Request:
In the essay below on Derek Jeter and fielding analysis, what did the writer learn as a member of the high school debate team?

Document text:

[Start]

And the Beat Goes On: Derek Jeter and the State of Fielding Analysis in Sabermetrics - Part 8
In the final installment, Mike wraps up our early Christmas present.
Variations on a Theme: Where Can We Go from Here?
Back when I was a member of my high school’s debate team,
I learned that it was important that when listening to an argument, to test the
evidence that was presented in support of that argument. There were many
times when our worthy opponents would offer arguments based on evidence that
when carefully considered and understood in context said something quite
different from what they intended it to say. Of course, my teams were
never guilty of doing the same thing.
Anyway, that experience taught me to be into a skeptic
- or rather, reinforced the natural tendency that I have always had. Once
you leave the realm of statements of fact, and enter the realm of interpretation
- especially into the realm of intepretation of baseball performance - everything
is open to question. An interpreter of the evidence is always making assumptions
about how much weight to give an observation, and what this piece of data
really means, and how to account for differences in performance based
on the environment in which the performance was accomplished, and balancing
the relative value of accomplishments. Some of these assumptions are explicit;
most are never clearly stated. But all of them should be tested against the
weight of all of the known facts.

[End]

Data provided:
[Start]

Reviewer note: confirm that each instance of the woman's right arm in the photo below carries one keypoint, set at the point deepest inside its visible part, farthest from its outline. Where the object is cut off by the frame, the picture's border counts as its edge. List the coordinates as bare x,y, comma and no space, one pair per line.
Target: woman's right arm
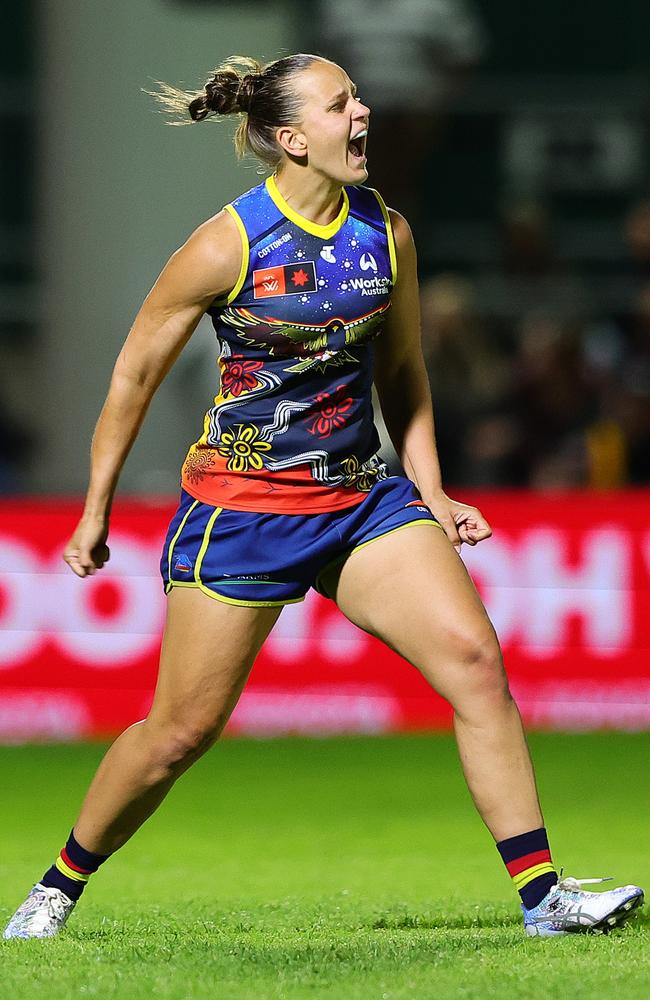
205,267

[End]

Response for this exercise:
That when listening to an argument, it is important to test the evidence presented in support of it.